That helps some. +-14v is about the limit on the references. We'd have
to divide down to get our +-10v range back, and that would need some
crazy stable resistors.
In fact it needs a stable thin-film array. Provided the thin-film resistors are on a common substrate, the divide ratio can be quite a bit more stable than the individual resistances which are at the same temperature and made of metal despoited at the same time.
Looks like the other way to get the noise down would be to parallel a
number of DACs. Times 8 channels! Ballpark $100 per DAC, which is
actually feasible.
It will of course need crazy-low-noise hyper-stable references.
Very stable four terminal references can be bought - they aren't cheap but there's nothing crazy about the prices or availability. You do have to be careful of voltage drops in the relevant printed circuit traces - I once had to fix a circuit where the voltage reference was grounded at the wrong end of trace carrying the return current from a big EPROM.

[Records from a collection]
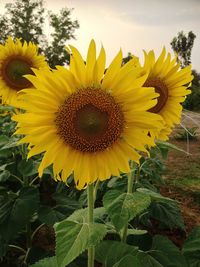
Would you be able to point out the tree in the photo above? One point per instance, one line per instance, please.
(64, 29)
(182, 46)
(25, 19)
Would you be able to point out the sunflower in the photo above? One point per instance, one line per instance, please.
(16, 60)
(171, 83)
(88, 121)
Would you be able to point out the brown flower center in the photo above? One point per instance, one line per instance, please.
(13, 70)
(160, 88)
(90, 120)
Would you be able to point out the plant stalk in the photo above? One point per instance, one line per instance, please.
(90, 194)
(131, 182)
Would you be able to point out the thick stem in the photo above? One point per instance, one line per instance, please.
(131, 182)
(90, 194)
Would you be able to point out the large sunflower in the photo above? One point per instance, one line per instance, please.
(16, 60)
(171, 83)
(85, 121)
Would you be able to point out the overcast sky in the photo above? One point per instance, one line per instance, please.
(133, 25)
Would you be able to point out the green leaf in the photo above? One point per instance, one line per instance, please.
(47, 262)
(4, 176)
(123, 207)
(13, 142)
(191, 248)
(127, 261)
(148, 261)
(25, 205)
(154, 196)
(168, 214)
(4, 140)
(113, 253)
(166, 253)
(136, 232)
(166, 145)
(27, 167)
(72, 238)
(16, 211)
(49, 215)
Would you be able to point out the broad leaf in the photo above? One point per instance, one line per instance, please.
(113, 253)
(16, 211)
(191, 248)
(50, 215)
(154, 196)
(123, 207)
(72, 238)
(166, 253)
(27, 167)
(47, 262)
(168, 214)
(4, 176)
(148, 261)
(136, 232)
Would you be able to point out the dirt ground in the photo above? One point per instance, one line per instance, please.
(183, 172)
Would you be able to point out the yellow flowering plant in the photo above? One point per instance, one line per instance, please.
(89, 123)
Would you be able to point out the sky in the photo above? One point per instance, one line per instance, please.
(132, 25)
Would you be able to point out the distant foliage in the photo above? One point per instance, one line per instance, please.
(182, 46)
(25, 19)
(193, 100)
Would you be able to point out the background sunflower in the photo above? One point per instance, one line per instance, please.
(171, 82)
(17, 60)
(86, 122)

Task instructions >>
[A] Answer these questions from the discussion of DAC voltage references:
(i) What voltage is described as about the limit on the references?
(ii) What ballpark price per DAC is given?
(iii) In the circuit that had to be fixed, what did the trace carry at whose wrong end the voltage reference was grounded?
[B] Write the next few sentences of the discussion of DAC voltage references, picking up after its final sentence.
The records play no part in this work.

Final results >>
[A]
(i) About ±14 V.
(ii) $100.
(iii) The return current from a big EPROM.

[B]
The quick fix was soldering a chunk of copper wire onto the track, but changing the layout to something closer to star grounding was the long term solution.
I wonder how ADI tests these parts. I can't buy a 1 PPM accurate DVM.
Not a enough money? No access to liquid helium? NIST seems to have managed it in 1984.
https://www.nist.gov/system/files/documents/calibrations/im-34-2a.pdfThey were still working on the Josephson junction array 10V reference back then
https://en.wikipedia.org/wiki/Josephson_voltage_standardand it back commercially available in 1989.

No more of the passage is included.